### DATA FOR THIS EXERCISE

###

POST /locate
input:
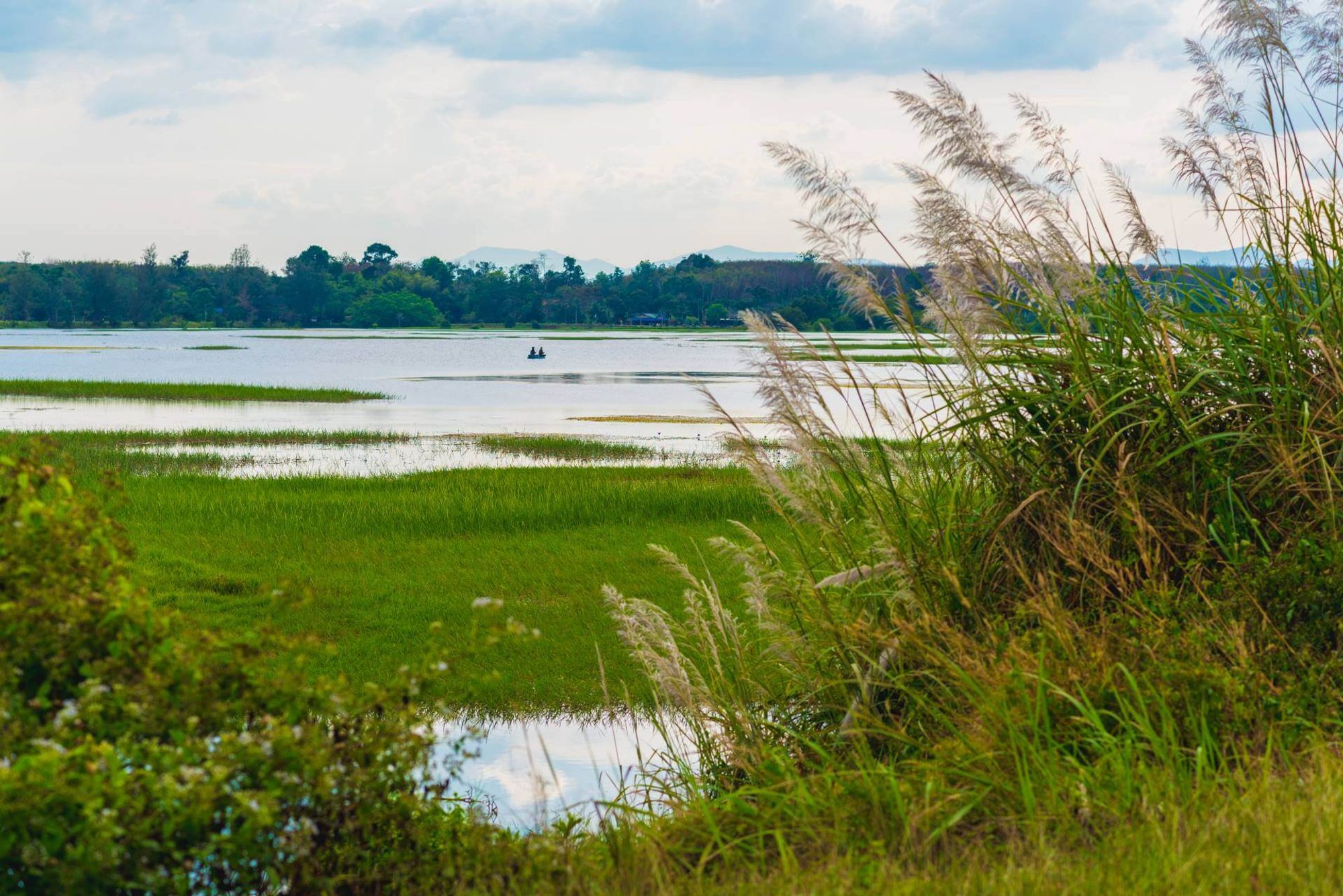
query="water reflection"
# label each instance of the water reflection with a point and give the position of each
(422, 455)
(527, 773)
(598, 379)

###

### WHAT IS REQUIRED
Write out the items above again, line for line and unchanged, leaving out the pictures.

### EXERCISE SOLUTION
POST /locate
input:
query="water reflection"
# label each instance of the water reflection with a point and give the position of each
(422, 455)
(527, 773)
(598, 379)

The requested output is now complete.